Tasks to carry out>
(a) Answer these questions using the skin measurement excerpt, one line per answer, marked the same way:
(i) What frequency of ultrasonic device is normally used to document changes in skin thickness and density?
(ii) With the stated axial and lateral resolutions, to what depth can structures be displayed?
(iii) What does the C-Mode describe?
(b) List every ultrasonic display mode named in the skin measurement excerpt, giving each with the full name shown in parentheses.
(c) Carry on the skin measurement excerpt from its last sentence.

Document excerpt>
- Opening Delimiter -
The corneometer works completely automatically. The value displayed on the corneometer gives the degree of moisture on the surface of the skin, e.g. before and after the skin was treated with cosmetics or pharmaceutical products, i.e. the unit displays the status or the change in the moisture on the surface of the skin.

5. Ultra-sonic measurement (Dermascan C)

Changes in the thickness and density of the skin can be objectively documented using ultra- sonic measurement. A 20-MHz-ultrasonic device is normally used for this purpose.
We define ultrasonic waves as frequencies above the human hearing range in a range from 16kHz to 1GHz. Using the 20-MHz ultrasonic device it is possible to reach a high standard of definition of cutaneous and subcutaneous structures.
Using an axial resolution of about 80 µm and a lateral resolution of 200 µm, structures up to a depth of one centimetre can be displayed. This procedure displays evidence of organ measurements (for instance thickness of the skin) and its changes, tissue structure and changes (collagen structure) and also the presence of moisture.

Ultrasonic diagnostis supports the recording and analysis of the signal, which using the interaction between body and ultrasonic waves provide results.
This diagnostic procedure produces no tissue damage or any radiation exposure whatsoever. It is also painless and non-invasive. The ultrasonic process is also suitable for clinical monitoring, because of the reproducable results and also simultaneous comparison with other test persons. However, the tester must be very experienced and this method of testing is also extremely time-consuming.
Different structures can be illustrated in different ways. The A-mode (amplitude mode), which gives information only about one axis through the body, is a direct presentation of the oscillation amplitude of a single reflected sonic signal. The B-Mode (brightness mode) is the two-dimensional image of the amplitude of the modulated brightness. A-mode signals and multiple A-scans and allows a more vivid presentation of echo structures due to the detection of topographical correlations. The C-Mode (computed mode) describes the cross-section of the skin parallel to the skin surface. The M-Mode (motion mode) describes temporal changes of an A-Scan in a constant site documented as a B-Scan image.

The performance of the ultra sonic device can be judged by the local display definition. The display definition produces the smallest possible separation distance between two points that can be measured.
- Closing Delimiter -
Dataset section>
- Opening Delimiter -
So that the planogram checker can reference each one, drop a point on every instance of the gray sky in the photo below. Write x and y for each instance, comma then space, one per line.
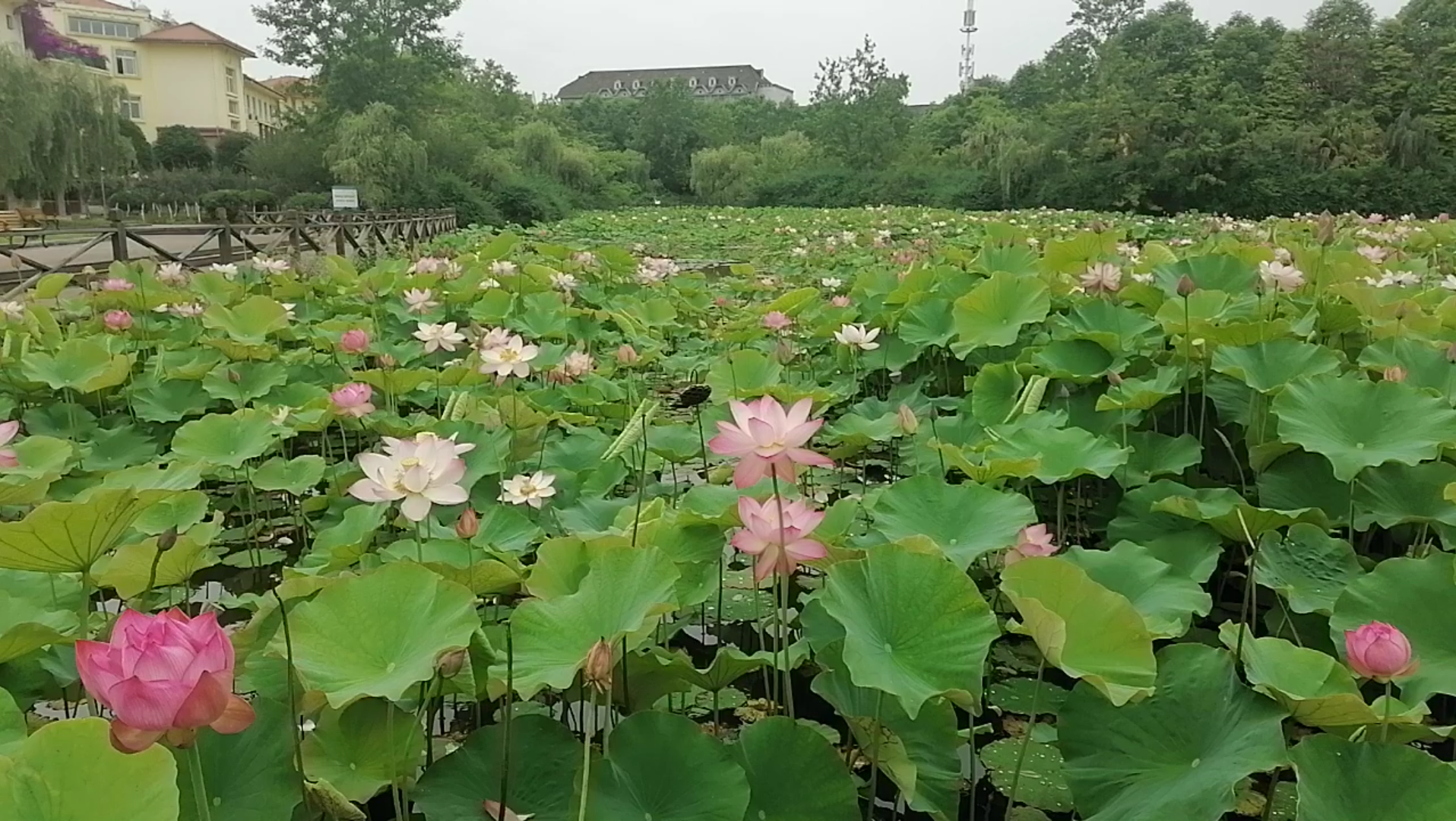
- Closing Delimiter -
Responses to the exercise>
(a)
(i) A 20-MHz device.
(ii) Up to a depth of 1 cm.
(iii) The cross-section of the skin parallel to the skin surface.

(b)
A-mode (amplitude mode)
B-Mode (brightness mode)
C-Mode (computed mode)
M-Mode (motion mode)

(c)
Axial resolution is measured by the length of the sonic impulse and the wave length or frequency. The gauge of radiation of the scanner head defines the lateral resolution and depends on the frequency and diameter of the oscillator. A further parameter is the contrast resolution capability which provides information on the structural differences in tissue characteristics. This depends on the velocity of the sound waves. Because of the proportional difference between sound weakening and sound frequency the depth of penetration decreases at high frequencies. The picture quality is influenced by the dynamic area and the picture frequency of moving objects.

Healthy skin provides a high entry echo, which originates through the high impedance difference between the forward section range (water) and the epidermis. The amplitude of the entry echo is not equivalent to the thickness of the epidermis. At higher frequencies (> 50MHz) and in the area of the skin of the plantar and the palms stratum corneum and stratum malpighii produces a low echo and is separated due to a strong echo line (impedance difference between xeric stratum.corneum and stratum Malpighii with a high content of water). The entry echo overlays the low-echo epidermal layers if the 20 MHz-ultrasound is used and if the corporal skin is examined.
With time-dependent skin thickness measurement, the following should be taken into consideration: temperature, time of day, hormonal influences (menstrual cycle) and so on. Research should always be made under the same conditions.

This presentation is just meant to give you a short overview of our technical equipment and our company work. It is far from complete but we hope you have gotten a first impression and we have succeeded in gaining your interest.